[Stored items]
-----

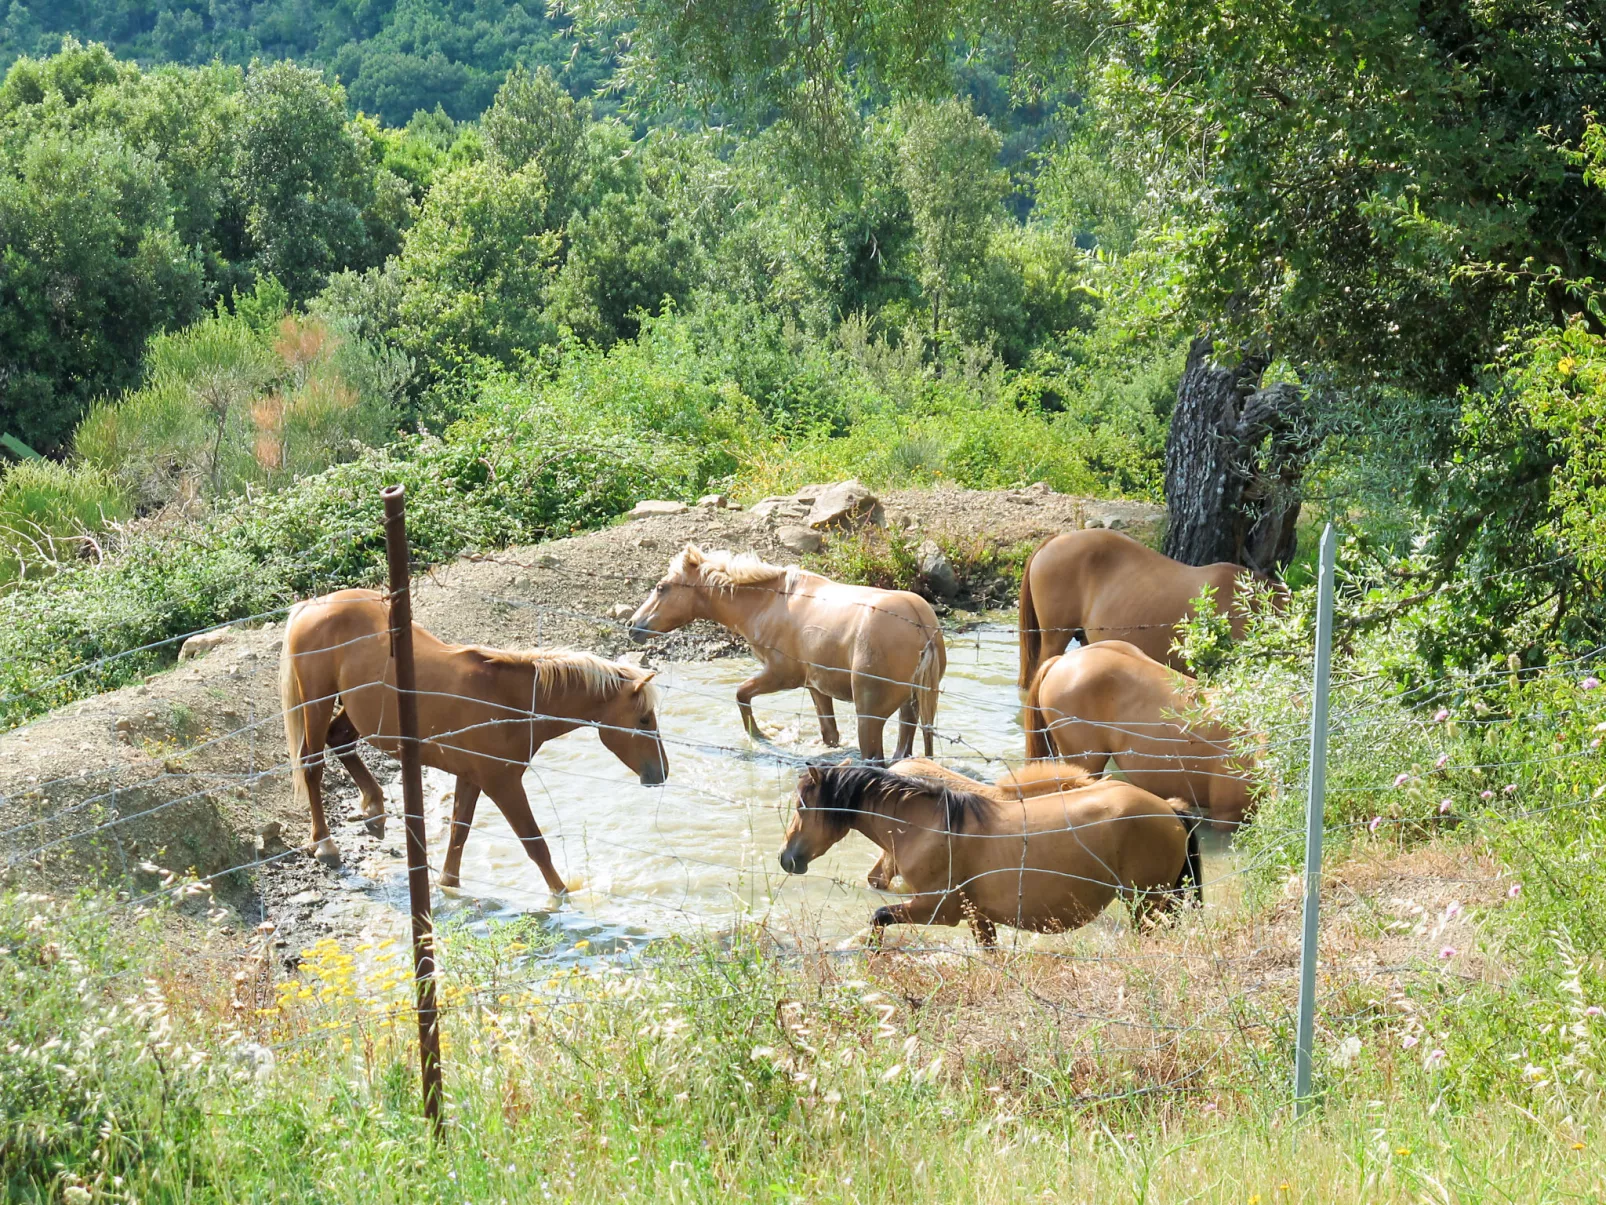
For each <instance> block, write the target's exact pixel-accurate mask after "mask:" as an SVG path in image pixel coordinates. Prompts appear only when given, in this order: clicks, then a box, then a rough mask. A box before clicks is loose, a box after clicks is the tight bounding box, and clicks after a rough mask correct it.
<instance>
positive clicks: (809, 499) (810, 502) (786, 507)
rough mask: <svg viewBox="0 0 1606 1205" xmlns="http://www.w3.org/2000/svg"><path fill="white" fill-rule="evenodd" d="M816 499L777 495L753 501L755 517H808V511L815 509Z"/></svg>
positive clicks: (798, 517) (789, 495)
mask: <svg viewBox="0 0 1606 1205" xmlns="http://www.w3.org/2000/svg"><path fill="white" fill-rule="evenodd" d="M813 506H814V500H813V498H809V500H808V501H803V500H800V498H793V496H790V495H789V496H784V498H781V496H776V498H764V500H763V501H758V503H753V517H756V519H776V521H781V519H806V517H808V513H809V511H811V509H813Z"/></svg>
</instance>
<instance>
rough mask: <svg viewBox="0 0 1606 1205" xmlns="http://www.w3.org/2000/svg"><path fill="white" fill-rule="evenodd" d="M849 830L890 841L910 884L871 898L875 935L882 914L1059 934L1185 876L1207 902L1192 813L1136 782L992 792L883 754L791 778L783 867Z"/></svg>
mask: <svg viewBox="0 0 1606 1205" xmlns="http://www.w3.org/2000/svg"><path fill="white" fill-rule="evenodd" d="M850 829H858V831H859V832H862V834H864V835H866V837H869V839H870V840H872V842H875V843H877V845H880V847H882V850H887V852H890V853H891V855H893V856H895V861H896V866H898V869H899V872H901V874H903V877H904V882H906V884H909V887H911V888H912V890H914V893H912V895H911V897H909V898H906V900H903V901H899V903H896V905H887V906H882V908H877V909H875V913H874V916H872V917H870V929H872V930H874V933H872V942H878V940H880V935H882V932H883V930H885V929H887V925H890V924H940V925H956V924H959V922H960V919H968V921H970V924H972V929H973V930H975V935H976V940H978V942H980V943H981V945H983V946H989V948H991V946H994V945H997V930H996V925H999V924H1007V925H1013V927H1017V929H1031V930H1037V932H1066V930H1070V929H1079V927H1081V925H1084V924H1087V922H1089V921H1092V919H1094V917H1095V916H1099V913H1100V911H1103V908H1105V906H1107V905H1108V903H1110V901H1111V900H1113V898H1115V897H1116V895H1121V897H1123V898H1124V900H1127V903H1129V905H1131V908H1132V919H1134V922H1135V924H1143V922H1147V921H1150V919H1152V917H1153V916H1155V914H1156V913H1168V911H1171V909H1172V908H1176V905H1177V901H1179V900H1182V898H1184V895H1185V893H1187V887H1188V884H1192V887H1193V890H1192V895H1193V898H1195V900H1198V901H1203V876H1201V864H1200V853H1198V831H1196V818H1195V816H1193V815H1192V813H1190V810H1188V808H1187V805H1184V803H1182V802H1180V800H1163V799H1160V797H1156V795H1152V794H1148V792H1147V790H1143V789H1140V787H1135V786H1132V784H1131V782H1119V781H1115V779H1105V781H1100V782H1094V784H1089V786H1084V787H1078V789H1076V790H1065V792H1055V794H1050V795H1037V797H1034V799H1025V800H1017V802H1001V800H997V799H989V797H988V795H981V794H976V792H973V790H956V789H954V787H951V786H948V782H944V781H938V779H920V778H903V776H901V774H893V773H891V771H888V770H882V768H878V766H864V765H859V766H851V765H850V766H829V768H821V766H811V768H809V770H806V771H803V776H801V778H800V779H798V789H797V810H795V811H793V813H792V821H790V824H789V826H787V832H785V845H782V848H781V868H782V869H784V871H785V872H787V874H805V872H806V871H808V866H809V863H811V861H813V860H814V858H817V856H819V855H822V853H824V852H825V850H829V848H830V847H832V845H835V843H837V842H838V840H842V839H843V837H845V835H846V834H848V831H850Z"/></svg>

-----

## [Prompt]
Reproduce every entry above word for word, omitting the pictures.

## [Exercise response]
For each <instance> block, write the target's exact pixel-accurate mask after "mask:" as an SVG path in image pixel coordinates. Prompts appear only when given, in this order: clicks, then a box, then a rough mask. A box before clicks is loose, a box after clicks is the tight bounding box, and clicks after a rough mask correct it.
<instance>
positive clicks: (809, 499) (810, 502) (786, 507)
rough mask: <svg viewBox="0 0 1606 1205" xmlns="http://www.w3.org/2000/svg"><path fill="white" fill-rule="evenodd" d="M816 499L777 495L753 501L755 517H808V511L815 509Z"/></svg>
positive clicks: (798, 517) (789, 495)
mask: <svg viewBox="0 0 1606 1205" xmlns="http://www.w3.org/2000/svg"><path fill="white" fill-rule="evenodd" d="M813 506H814V500H813V498H809V500H808V501H803V500H800V498H793V496H790V495H789V496H784V498H781V496H776V498H764V500H763V501H758V503H753V517H756V519H776V521H781V519H806V517H808V513H809V511H811V509H813Z"/></svg>
</instance>
<instance>
rough mask: <svg viewBox="0 0 1606 1205" xmlns="http://www.w3.org/2000/svg"><path fill="white" fill-rule="evenodd" d="M849 830L890 841L910 884L871 898L875 935L882 914L1059 934L1185 876L1207 902L1192 813L1136 782L992 792L883 754L791 778L783 867Z"/></svg>
mask: <svg viewBox="0 0 1606 1205" xmlns="http://www.w3.org/2000/svg"><path fill="white" fill-rule="evenodd" d="M850 829H858V831H859V832H862V834H864V835H866V837H869V839H870V840H872V842H875V843H877V845H880V847H882V850H887V852H890V853H891V855H893V856H895V861H896V866H898V869H899V872H901V874H903V877H904V882H906V884H909V887H911V888H912V890H914V893H912V895H911V897H909V898H906V900H903V901H899V903H896V905H887V906H882V908H877V909H875V913H874V916H872V917H870V929H872V930H874V933H872V942H878V940H880V935H882V932H883V930H885V929H887V925H890V924H940V925H956V924H959V922H960V919H968V921H970V924H972V929H973V930H975V935H976V940H978V942H980V943H981V945H983V946H989V948H991V946H994V945H997V930H996V925H999V924H1007V925H1013V927H1017V929H1031V930H1037V932H1066V930H1070V929H1079V927H1081V925H1084V924H1087V922H1089V921H1092V919H1094V917H1095V916H1099V913H1100V911H1103V908H1105V906H1107V905H1108V903H1110V901H1111V900H1113V898H1115V897H1116V895H1121V897H1123V898H1124V900H1127V903H1129V905H1131V908H1132V919H1134V922H1135V924H1143V922H1147V921H1150V919H1152V917H1153V916H1155V914H1156V913H1168V911H1171V909H1172V908H1176V905H1177V901H1179V900H1182V898H1184V895H1185V893H1187V887H1188V884H1192V887H1193V890H1192V895H1193V898H1195V900H1198V901H1203V876H1201V864H1200V853H1198V831H1196V818H1195V816H1193V815H1192V813H1190V810H1188V808H1187V805H1184V803H1182V802H1180V800H1163V799H1160V797H1156V795H1152V794H1148V792H1147V790H1143V789H1140V787H1135V786H1132V784H1131V782H1119V781H1115V779H1105V781H1100V782H1094V784H1089V786H1084V787H1078V789H1076V790H1065V792H1055V794H1050V795H1037V797H1034V799H1025V800H1017V802H1001V800H997V799H989V797H988V795H981V794H976V792H973V790H956V789H954V787H951V786H948V782H944V781H938V779H920V778H903V776H901V774H893V773H891V771H888V770H882V768H878V766H864V765H859V766H851V765H850V766H829V768H821V766H811V768H809V770H806V771H803V776H801V778H800V779H798V789H797V810H795V811H793V813H792V821H790V824H789V826H787V832H785V845H782V848H781V868H782V869H784V871H785V872H787V874H805V872H806V871H808V866H809V863H811V861H813V860H814V858H817V856H819V855H822V853H824V852H825V850H829V848H830V847H832V845H835V843H837V842H838V840H842V839H843V837H845V835H846V834H848V831H850Z"/></svg>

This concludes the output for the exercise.